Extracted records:
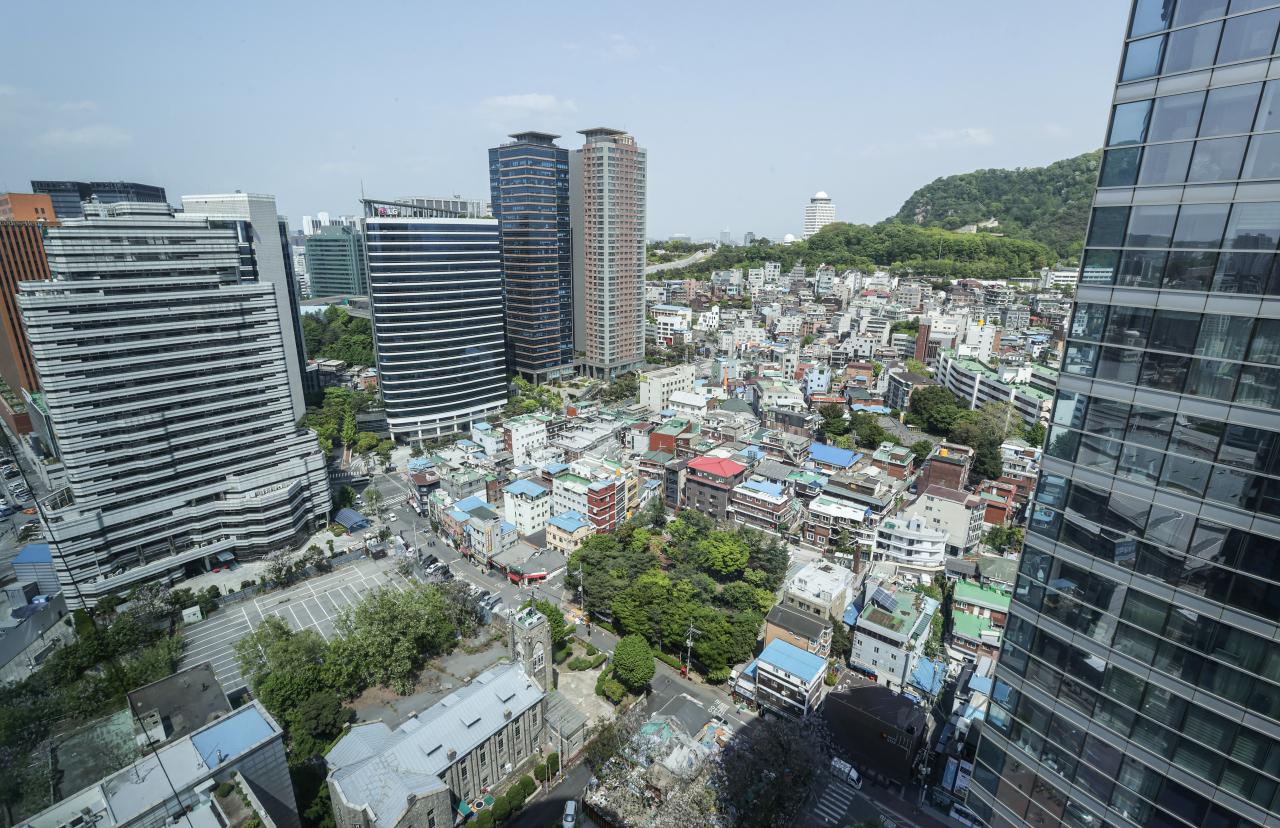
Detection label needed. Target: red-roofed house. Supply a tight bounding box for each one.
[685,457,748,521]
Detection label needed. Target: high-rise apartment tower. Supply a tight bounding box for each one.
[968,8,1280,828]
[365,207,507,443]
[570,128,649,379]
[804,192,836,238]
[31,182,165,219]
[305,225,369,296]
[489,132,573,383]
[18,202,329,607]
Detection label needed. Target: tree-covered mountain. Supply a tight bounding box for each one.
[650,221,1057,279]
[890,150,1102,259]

**Job:**
Express the records above as a two-column CSV with the headers "text" and "output", giving one row per record: the record's text and its answer, each in a single quoted field with line breaks replaced by spaces. Omit the pictures.

**Exercise output:**
text,output
"Detection label needed. Target: red-roofed house. Supply a tight bounding box for each one.","[685,457,748,521]"
"Detection label needed. Target: high-rise apartment tower. Supply a tight bounding box for each one.","[968,8,1280,828] [365,207,507,443] [570,128,649,379] [804,192,836,238] [31,182,165,219] [305,225,369,296] [489,132,573,383] [18,202,329,607]"
"Detection label needed. Target: tree-covered mountain. Supply a tight bounding box for each one.","[650,221,1057,279] [890,150,1102,259]"